▸ Lesetext:
___
Unfall - Zu was bin ich verpflichtet?

P. Arkinglot kommt zurück vom Einkaufen, die Kinder auf der Rückbank quengeln, das Mobiltelefon klingelt und es muss nur noch schnell eingeparkt werden. Ratsch - die Unvorsichtigkeit siegt: Beim Einparken entstand ein kleiner Kratzer am hinteren Auto. P. Arkinglot klaubt einen Fresszettel hervor, schreibt die Mobiltelefonnummer und "Sorry, ich habe Ihren Wagen touchiert. Bitte melden Sie sich bei mir" darauf und klemmt den Zettel unter die Scheibenwischer. Ein paar Monate später erhält P. Arkinglot einen Strafbefehl. Was lief hier falsch?

Grundsätzliches Verhalten bei einem Unfall

Ereignet sich ein Unfall, an welchem ein Motorfahrzeug oder ein Fahrrad beteiligt ist, so müssen alle Beteiligten sofort anhalten. Sie haben nach Möglichkeit für die Sicherung des Verkehrs zu sorgen (vgl. Art. 51 Abs. 1 SVG). Dazu gehört beispielsweise das vorschriftsgemässe Aufstellen des Pannensignals. Die Lage an der Unfallstelle darf bis zum Eintreffen der Polizei grundsätzlich nicht verändert werden. Eine Veränderung ist nur zum Schutz von Verletzten oder zur Sicherung des Verkehrs zulässig, wobei zuerst die ursprüngliche Lage der Fahrzeuge auf der Strasse angezeichnet werden muss.
___
Zeilen zur Konturannotation
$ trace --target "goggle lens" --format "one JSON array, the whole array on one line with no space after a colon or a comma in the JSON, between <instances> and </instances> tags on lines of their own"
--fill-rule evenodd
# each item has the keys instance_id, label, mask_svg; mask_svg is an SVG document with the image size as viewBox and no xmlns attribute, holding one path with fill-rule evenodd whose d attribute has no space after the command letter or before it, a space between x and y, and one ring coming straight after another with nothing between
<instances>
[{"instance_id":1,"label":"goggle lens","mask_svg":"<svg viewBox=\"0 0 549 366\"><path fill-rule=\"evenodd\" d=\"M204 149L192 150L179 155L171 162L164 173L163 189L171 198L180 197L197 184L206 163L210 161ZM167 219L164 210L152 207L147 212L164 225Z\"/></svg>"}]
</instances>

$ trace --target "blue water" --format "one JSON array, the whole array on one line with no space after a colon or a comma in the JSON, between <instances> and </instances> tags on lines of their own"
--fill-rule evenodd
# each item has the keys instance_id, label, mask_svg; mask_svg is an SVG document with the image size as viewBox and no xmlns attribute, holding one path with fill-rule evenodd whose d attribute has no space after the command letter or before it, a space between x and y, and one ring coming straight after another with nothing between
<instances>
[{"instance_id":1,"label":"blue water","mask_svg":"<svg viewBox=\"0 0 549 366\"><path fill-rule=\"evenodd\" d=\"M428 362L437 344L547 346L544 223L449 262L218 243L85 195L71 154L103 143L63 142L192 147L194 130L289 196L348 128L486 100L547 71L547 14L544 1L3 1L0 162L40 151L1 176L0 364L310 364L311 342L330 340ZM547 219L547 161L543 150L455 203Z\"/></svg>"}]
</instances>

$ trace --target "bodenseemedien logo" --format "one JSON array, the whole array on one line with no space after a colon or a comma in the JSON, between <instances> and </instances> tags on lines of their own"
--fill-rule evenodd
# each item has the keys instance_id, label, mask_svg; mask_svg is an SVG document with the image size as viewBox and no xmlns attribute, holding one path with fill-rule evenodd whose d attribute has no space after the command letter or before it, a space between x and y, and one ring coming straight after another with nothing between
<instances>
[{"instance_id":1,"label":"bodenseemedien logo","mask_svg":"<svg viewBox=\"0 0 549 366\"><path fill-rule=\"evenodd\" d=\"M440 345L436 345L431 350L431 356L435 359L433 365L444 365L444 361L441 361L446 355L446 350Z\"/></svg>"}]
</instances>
___
▸ Aufgabe A: Gib aus dem Text über das Verhalten bei einem Unfall den Abschnitt wortgetreu wieder, beginnend mit „Grundsätzliches Verhalten bei“ und weiter bis einschließlich „angezeichnet werden muss.“.
▸ Aufgabe B: Fahre mit dem Text über das Verhalten bei einem Unfall fort und setze direkt nach seinem letzten Satz ein.

▸ Lösung A:
Grundsätzliches Verhalten bei einem Unfall

Ereignet sich ein Unfall, an welchem ein Motorfahrzeug oder ein Fahrrad beteiligt ist, so müssen alle Beteiligten sofort anhalten. Sie haben nach Möglichkeit für die Sicherung des Verkehrs zu sorgen (vgl. Art. 51 Abs. 1 SVG). Dazu gehört beispielsweise das vorschriftsgemässe Aufstellen des Pannensignals. Die Lage an der Unfallstelle darf bis zum Eintreffen der Polizei grundsätzlich nicht verändert werden. Eine Veränderung ist nur zum Schutz von Verletzten oder zur Sicherung des Verkehrs zulässig, wobei zuerst die ursprüngliche Lage der Fahrzeuge auf der Strasse angezeichnet werden muss.

▸ Lösung B:
Verhalten bei verletzten Personen

Sind Personen äusserlich verletzt oder ist mit inneren Verletzungen zu rechnen, so müssen alle am Unfall Beteiligten für Hilfe zu sorgen. Auf die Schwere der Verletzung kommt es dabei nicht an, eine kleine Schürfung oder Prellung reicht bereits aus. Als Beteiligte gelten alle Personen, deren Verhalten für das Zustandekommen und für die Abklärung des Unfalles von Bedeutung sein kann. Ein solches Verhalten kann in Form einer direkten oder indirekten Mitwirkung erfolgt sein.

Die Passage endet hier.